#### GOAL
Report how many lines of the material contain the string "white", matching case exactly. Give only the number.

# start of RECORDS TO USE

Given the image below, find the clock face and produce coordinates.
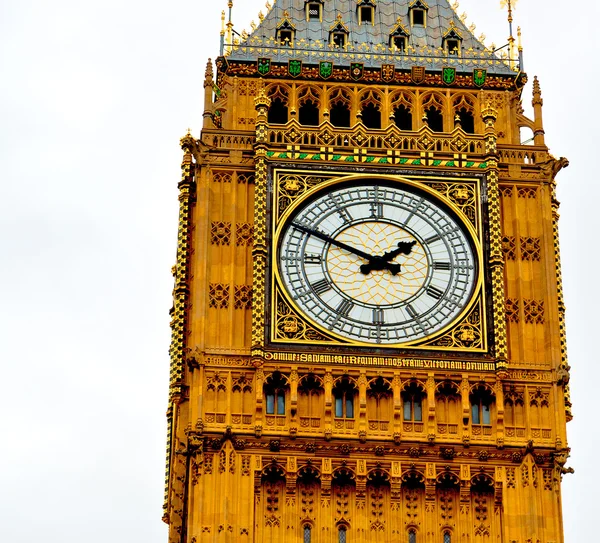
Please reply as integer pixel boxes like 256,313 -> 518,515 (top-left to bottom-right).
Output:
278,181 -> 478,345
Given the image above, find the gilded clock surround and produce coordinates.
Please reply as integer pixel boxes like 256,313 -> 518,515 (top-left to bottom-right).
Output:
267,172 -> 488,353
164,0 -> 572,543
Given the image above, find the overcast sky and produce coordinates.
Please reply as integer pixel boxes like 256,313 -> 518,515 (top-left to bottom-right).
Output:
0,0 -> 600,543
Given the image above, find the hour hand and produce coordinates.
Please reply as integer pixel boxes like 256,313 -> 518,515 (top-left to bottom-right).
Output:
360,241 -> 417,275
381,241 -> 417,262
292,222 -> 375,261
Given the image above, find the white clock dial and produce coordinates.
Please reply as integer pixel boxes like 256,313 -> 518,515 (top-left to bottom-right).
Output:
278,184 -> 478,345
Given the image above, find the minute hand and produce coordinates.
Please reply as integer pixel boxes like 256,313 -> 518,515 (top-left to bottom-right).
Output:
292,222 -> 375,261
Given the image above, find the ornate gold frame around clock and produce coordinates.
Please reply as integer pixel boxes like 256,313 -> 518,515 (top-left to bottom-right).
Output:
267,168 -> 488,353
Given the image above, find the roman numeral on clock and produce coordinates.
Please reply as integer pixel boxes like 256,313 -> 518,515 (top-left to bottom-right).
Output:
426,285 -> 444,300
425,234 -> 442,244
336,300 -> 354,317
373,309 -> 385,324
369,202 -> 383,219
310,279 -> 331,294
304,253 -> 321,264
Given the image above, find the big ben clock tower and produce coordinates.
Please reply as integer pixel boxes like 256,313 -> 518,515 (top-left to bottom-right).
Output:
164,0 -> 571,543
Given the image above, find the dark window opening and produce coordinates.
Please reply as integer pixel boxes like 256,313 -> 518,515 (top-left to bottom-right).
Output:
308,4 -> 321,20
402,384 -> 423,422
298,100 -> 319,126
394,36 -> 406,53
425,106 -> 444,132
470,389 -> 492,425
332,32 -> 346,47
267,97 -> 288,124
360,6 -> 373,23
446,40 -> 459,55
266,390 -> 285,415
329,103 -> 350,128
394,104 -> 412,130
335,390 -> 354,419
362,104 -> 381,129
333,379 -> 355,419
279,30 -> 294,47
412,9 -> 425,26
456,108 -> 475,134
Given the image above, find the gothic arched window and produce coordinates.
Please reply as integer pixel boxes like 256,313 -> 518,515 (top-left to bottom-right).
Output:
470,387 -> 493,425
333,378 -> 356,419
402,383 -> 423,422
265,372 -> 286,415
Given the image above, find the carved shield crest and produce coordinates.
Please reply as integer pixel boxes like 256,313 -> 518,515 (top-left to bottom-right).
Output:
256,58 -> 271,75
288,60 -> 302,77
381,64 -> 396,82
319,60 -> 333,79
410,66 -> 425,85
473,68 -> 487,87
350,62 -> 365,81
442,68 -> 456,85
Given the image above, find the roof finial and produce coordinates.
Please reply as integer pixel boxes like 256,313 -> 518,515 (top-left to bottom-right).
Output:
227,0 -> 233,52
500,0 -> 518,66
221,10 -> 225,56
517,26 -> 525,71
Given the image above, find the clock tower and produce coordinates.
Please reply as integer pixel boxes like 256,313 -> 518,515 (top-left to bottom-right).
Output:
164,0 -> 571,543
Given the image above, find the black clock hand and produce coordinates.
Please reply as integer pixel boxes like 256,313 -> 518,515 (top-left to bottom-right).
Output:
292,222 -> 376,261
360,241 -> 417,275
381,241 -> 417,262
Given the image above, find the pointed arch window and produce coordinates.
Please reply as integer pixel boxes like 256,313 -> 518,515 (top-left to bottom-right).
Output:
389,17 -> 409,53
470,387 -> 493,426
264,372 -> 287,416
329,15 -> 350,47
357,0 -> 375,25
408,0 -> 429,27
304,0 -> 323,21
333,378 -> 356,419
442,26 -> 462,57
402,383 -> 423,422
277,19 -> 296,47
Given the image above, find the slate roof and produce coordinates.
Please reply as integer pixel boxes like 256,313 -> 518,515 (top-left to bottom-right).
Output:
228,0 -> 515,75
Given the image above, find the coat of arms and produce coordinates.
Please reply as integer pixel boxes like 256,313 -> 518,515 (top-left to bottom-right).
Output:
288,60 -> 302,77
473,68 -> 487,87
410,66 -> 425,85
442,68 -> 456,85
319,60 -> 333,79
257,58 -> 271,75
381,64 -> 396,82
350,62 -> 365,81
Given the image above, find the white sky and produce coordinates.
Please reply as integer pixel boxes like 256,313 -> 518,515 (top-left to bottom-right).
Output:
0,0 -> 600,543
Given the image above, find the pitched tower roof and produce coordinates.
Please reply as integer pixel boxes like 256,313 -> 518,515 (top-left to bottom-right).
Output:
228,0 -> 515,75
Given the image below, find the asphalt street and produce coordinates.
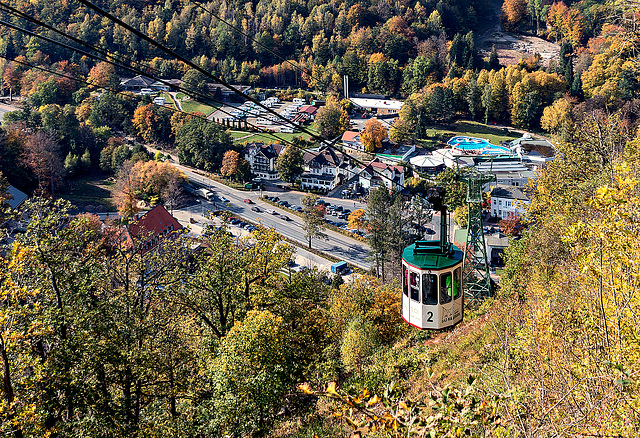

# end of RECORDS TO USE

#### WRITTEN RESPONSE
2